**SOAL LATIHAN**
Salin kembali bagian teks tentang menyembah dalam roh dan kebenaran, mulai dari "Untuk memahami secara" sampai dengan "Allah sesuai Firman-Nya.". Ganti "konsep teologis" dengan "gagasan teologis".

Hal utama yang perlu dicermati ketika Yesus memperbincangkan wacana menyembah dalam roh dan kebenaran sebenarnya lebih kepada tatanan makna. Tuhan Yesus lebih mementingkan esensi dari siapa yang disembah dengan cara tidak dibatasi oleh ruang dan waktu. Bukan metodenya tetapi sikapnya yang menjadi titik perhatian-Nya.
Untuk memahami secara utuh tentang konsep teologis menyembah dalam roh dan kebenaran, maka kita harus kembali kepada esensi utamanya dan tidak terjebak kepada hal-hal praktis yang sebenarnya lebih kepada ekspresi.
A. Menyembah : relasi dengan Allah sesuai Firman-Nya.
Hal yang prinsip dalam menterjemahkan menyembah Allah dengan roh dan kebenaran adalah bagaimana kita berelasi dengan Tuhan sesuai dengan Firman-Nya. Mengenal pribadi Allah dengan benar, sesuai dengan apa yang Dia ajarkan.
Bait Allah adalah tempat dimana Allah bersekutu dengan umat-Nya. Konsep bait Allah di dalam Alkitab mengalami perubahan yang revolusioner. Di dalam Perjanjian Lama bait Allah adalah bangunan secara fisik, namun di dalam Perjanjian Baru bait Allah adalah tubuh dan pribadi orang percaya. 1Kor 6:19 : “Atau tidak tahukah kamu, bahwa tubuhmu adalah bait Roh Kudus yang diam di dalam kamu, Roh Kudus yang kamu peroleh dari Allah, dan bahwa kamu bukan milik kamu sendiri?”
Secara teologis meskipun mengalami perubahan secara revolosioner namun esensi bait Allah tetap merupakan tempat persekutuan antara Allah dengan umat-Nya. Kemah Suci jaman Musa dibangun sebagai kehendak Allah untuk bersekutu dengan umat-Nya. Keluaran 29:45 :” Aku akan diam di tengah-tengah orang Israel dan Aku akan menjadi Allah mereka.” Di dalam persekutuan dengan Allah, umat-Nya harus mempersembahkan tubuhnya sebagai persembahan yang hidup. Rom 12:1 : “Karena itu, saudara-saudara, demi kemurahan Allah aku menasihatkan kamu, supaya kamu mempersembahkan tubuhmu sebagai persembahan yang hidup, yang kudus dan yang berkenan kepada Allah : itu adalah ibadahmu yang sejati.”

[Data yang diekstraksi dari sebuah koleksi]
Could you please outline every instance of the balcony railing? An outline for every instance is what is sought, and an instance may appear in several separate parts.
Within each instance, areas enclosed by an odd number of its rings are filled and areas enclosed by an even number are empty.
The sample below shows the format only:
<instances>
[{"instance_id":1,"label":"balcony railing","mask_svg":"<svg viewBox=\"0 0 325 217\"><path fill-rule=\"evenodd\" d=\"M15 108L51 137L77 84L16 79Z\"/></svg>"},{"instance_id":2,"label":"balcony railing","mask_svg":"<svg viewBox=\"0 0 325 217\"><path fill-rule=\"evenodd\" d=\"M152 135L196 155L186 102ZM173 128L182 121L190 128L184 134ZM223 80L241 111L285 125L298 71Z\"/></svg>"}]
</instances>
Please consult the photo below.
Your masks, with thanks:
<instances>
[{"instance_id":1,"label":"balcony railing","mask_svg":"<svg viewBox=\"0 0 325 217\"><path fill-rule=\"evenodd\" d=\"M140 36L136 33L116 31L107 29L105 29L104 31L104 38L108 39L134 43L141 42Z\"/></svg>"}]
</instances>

**JAWABAN TERTULIS**
Untuk memahami secara utuh tentang gagasan teologis menyembah dalam roh dan kebenaran, maka kita harus kembali kepada esensi utamanya dan tidak terjebak kepada hal-hal praktis yang sebenarnya lebih kepada ekspresi.
A. Menyembah : relasi dengan Allah sesuai Firman-Nya.